___ EXTRACT ___

What are your views on the proposal to align the scope of the ATOL scheme so that it is consistent with the new definition of ‘package’ in PTD 2015? This will mean that any UK-established business that offers or sells a ‘package’ (as defined by PTD 2015), which includes a flight, will need to meet their insolvency protection obligations by holding an ATOL and complying with the scheme. Please explain your reasoning.
It is essential that definitions are consistent across the PTD and the ATOL Regulations to maintain clarity, predictability and fairness. These definitions are consistent currently which means that any flight inclusive ‘package’ (under the current definition) requires an ATOL and any non-flight inclusive ‘package’ requires full financial protection. If definitions become inconsistent, then anomalies would result such that only old-style flight inclusive ‘packages’ would require an ATOL yet ‘packages’ under the new definition wouldn’t, yet would still need full financial protection from another source. This would cause confusion both to consumers and the industry alike.
What would be the impacts on your business if Flight-Plus and agent for the consumer business models need to comply with the same terms as an ATOL flight-inclusive package?
Our business (as the provider of travel trust account services) would see an impact on clients of ours that currently sell Flight-Plus and/or act as agent for the consumer (largely OTAs) and those that acts as Accredited Bodies. Liabilities (both in terms of financial protection and civil responsibility to consumers) will generally increase, causing an impact on:-
Some of these costs are currently borne further up the supply chain: at the supplier level. But it wouldn’t simply be a case of redistributing the same costs further down the chain (with a resultant reduction in supplier prices) because inevitably there will be a duplication in protection of all kinds. Supplier businesses don’t have the ability to look down the supply chain for every booking made to see which of their trade customers have contractual liability with the ultimate consumer giving rise to an obligation to protect arrangements. This will result in an ‘erring on the side of caution’ such that suppliers will tend to protect arrangements as well as consumer-facing companies, leading to an overall increased level of overheads across the industry which will inevitably be passed onto the consumer.
Do you currently offer or facilitate travel arrangements that are likely to fall into the Linked Travel Arrangements category? If so, what percentage of your bookings would likely fall into the Linked Travel Arrangements category?
Not applicable. We do not offer or facilitate any travel arrangements.

___

■ **BRIEF 1**: According to the consultation response, why would suppliers end up protecting arrangements that consumer-facing companies also protect? Answer in one to three sentences.
■ **BRIEF 2**: Recast the paragraph of the consultation response that begins "It is essential that definitions" as a short bulleted list, keeping its main facts.
■ **BRIEF 3**:
Answer these questions from the consultation response.
(a) What services does the responding business provide?
(b) Who largely makes up the clients that act as agent for the consumer?
(c) Does the business offer or facilitate any travel arrangements?
None of this material plays any part in the work on the consultation response.

___ RECORDED DATA ___

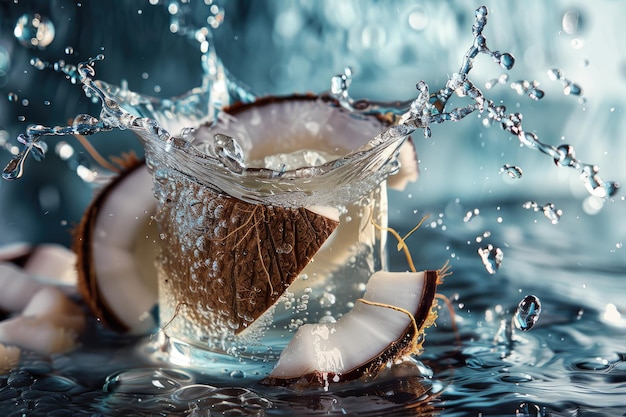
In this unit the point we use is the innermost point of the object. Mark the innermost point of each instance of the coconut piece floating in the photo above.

___

■ **FINAL ANSWER 1**: Suppliers cannot look down the supply chain at every booking to see which trade customers hold contractual liability to the end consumer and must therefore protect the arrangements. So they would err on the side of caution and protect arrangements themselves as well. This duplicates protection and raises overheads across the industry.

■ **FINAL ANSWER 2**:
- Definitions in the PTD and the ATOL Regulations must stay consistent to keep clarity, predictability and fairness.
- They are consistent now: any flight-inclusive "package" needs an ATOL, and any non-flight-inclusive "package" needs full financial protection.
- If they diverged, only old-style flight-inclusive "packages" would need an ATOL. "Packages" under the new definition would not need one but would still need full financial protection from another source.
- This would confuse both consumers and the industry.

■ **FINAL ANSWER 3**:
(a) Travel trust account services.
(b) OTAs.
(c) No, it does not offer or facilitate any travel arrangements.